Extrait fourni —

□ □ □ □ □ □ □

Ces centres sont essentiellement de vieux bâtiments, des tentes ou des bâtiments encore en construction, avec des murs incomplets et sans peinture. La nourriture qui y est distribuée est parfois avariée, ce qui n’arrange pas les choses.
[À cause de ces conditions et de la proximité dans les lieux de quarantaine] beaucoup de personnes qui n'avaient pas initialement le Covid le contractent. Et si on vous demande de vous rendre dans un centre de quarantaine, même si vous n’avez pas le Covid, vous ne pouvez pas vous y opposer.
Des vidéos filmées dans les lieux de quarantaine à Lhassa montrent ainsi des locaux insalubres ou encore en construction, des dortoirs immenses où les gens dorment dans une proximité extrême et sans aucune intimité. Les Tibétains ont surnommé ces lieux “phaktsang”, qui signifie “porcherie” en tibétain, une déformation de “‘fangcang’ (qui désigne les cellules d’isolement de quarantaine en Mandarin).

□ □ □ □ □ □ □

Consigne —
Répondez à ces questions sur l'extrait consacré aux centres de quarantaine.
1. Dans quel état est parfois la nourriture distribuée dans ces centres ?
2. Peut-on refuser d'aller dans un centre de quarantaine quand on n'a pas le Covid ?
3. Que signifie « phaktsang » en tibétain ?
Les lignes qui suivent ne servent pas pour cet exercice.

□ □ □ □ □ □ □

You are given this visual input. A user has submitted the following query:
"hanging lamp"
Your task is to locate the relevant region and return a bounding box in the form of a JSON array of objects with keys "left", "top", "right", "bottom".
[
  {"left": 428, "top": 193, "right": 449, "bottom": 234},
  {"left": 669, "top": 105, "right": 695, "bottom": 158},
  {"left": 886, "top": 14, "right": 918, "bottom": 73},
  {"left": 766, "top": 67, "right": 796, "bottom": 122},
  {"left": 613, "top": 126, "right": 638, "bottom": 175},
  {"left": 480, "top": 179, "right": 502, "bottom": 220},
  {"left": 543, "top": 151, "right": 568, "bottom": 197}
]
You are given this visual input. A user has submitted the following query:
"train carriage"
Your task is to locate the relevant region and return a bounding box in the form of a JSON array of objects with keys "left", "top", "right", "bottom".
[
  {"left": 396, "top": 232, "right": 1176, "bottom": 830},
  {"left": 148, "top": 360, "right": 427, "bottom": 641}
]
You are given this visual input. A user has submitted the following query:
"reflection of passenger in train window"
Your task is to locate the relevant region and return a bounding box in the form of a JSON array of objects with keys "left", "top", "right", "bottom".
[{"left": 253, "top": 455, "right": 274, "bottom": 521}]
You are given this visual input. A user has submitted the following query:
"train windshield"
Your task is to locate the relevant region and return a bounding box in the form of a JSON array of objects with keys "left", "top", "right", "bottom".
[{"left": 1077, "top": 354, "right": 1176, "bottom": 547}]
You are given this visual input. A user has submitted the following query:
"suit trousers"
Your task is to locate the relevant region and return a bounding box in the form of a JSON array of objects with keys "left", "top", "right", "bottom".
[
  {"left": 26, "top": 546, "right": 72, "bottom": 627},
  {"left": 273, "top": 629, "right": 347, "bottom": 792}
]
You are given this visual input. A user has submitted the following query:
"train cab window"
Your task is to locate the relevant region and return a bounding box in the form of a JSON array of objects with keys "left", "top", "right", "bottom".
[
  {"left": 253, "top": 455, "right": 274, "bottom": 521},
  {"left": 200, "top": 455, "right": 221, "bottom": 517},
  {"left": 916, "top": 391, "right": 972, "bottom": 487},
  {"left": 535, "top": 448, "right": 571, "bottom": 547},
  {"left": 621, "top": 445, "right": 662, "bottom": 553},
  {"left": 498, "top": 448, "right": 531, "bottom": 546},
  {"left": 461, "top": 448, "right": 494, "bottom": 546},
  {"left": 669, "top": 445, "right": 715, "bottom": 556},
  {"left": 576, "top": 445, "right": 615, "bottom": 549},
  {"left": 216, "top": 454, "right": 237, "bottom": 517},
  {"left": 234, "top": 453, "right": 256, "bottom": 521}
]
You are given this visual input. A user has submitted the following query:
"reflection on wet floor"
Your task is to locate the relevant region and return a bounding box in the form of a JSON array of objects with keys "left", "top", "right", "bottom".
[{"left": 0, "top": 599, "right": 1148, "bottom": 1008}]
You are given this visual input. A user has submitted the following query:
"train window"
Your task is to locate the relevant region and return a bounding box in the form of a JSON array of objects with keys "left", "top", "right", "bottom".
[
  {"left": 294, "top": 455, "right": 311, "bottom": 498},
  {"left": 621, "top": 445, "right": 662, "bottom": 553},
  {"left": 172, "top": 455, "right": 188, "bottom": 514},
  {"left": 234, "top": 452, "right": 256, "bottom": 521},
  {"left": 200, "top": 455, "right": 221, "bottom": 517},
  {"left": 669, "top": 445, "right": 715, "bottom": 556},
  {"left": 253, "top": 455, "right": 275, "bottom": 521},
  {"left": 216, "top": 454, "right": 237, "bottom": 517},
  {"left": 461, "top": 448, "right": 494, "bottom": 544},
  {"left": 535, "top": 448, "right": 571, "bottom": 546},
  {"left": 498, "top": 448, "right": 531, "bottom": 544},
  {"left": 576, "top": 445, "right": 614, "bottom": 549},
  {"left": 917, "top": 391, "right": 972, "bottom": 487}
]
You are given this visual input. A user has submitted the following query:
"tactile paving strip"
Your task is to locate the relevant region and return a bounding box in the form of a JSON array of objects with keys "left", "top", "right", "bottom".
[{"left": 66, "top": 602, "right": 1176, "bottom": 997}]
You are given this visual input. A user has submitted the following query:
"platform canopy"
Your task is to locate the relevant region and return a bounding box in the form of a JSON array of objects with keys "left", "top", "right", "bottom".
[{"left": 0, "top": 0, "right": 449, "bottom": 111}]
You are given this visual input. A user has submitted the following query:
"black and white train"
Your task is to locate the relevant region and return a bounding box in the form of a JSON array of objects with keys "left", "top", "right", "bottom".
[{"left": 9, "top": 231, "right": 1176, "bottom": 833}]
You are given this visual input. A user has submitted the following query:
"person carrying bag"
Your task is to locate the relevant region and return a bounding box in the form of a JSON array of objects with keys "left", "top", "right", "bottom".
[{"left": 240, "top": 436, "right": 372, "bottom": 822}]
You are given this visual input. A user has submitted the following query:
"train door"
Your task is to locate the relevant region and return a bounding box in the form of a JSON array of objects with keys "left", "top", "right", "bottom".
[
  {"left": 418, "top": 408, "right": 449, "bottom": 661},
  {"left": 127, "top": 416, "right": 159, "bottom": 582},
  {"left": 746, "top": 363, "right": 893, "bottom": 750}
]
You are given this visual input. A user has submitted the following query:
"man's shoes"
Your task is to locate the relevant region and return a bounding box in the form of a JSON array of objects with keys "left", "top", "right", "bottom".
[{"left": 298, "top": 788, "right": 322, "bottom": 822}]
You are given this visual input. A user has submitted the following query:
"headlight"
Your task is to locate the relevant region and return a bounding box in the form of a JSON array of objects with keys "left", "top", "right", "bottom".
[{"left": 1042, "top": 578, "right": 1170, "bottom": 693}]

□ □ □ □ □ □ □

Réponse attendue —
1. La nourriture distribuée est parfois avariée.
2. Non, on ne peut pas s'y opposer, même sans avoir le Covid.
3. « Phaktsang » signifie « porcherie » en tibétain.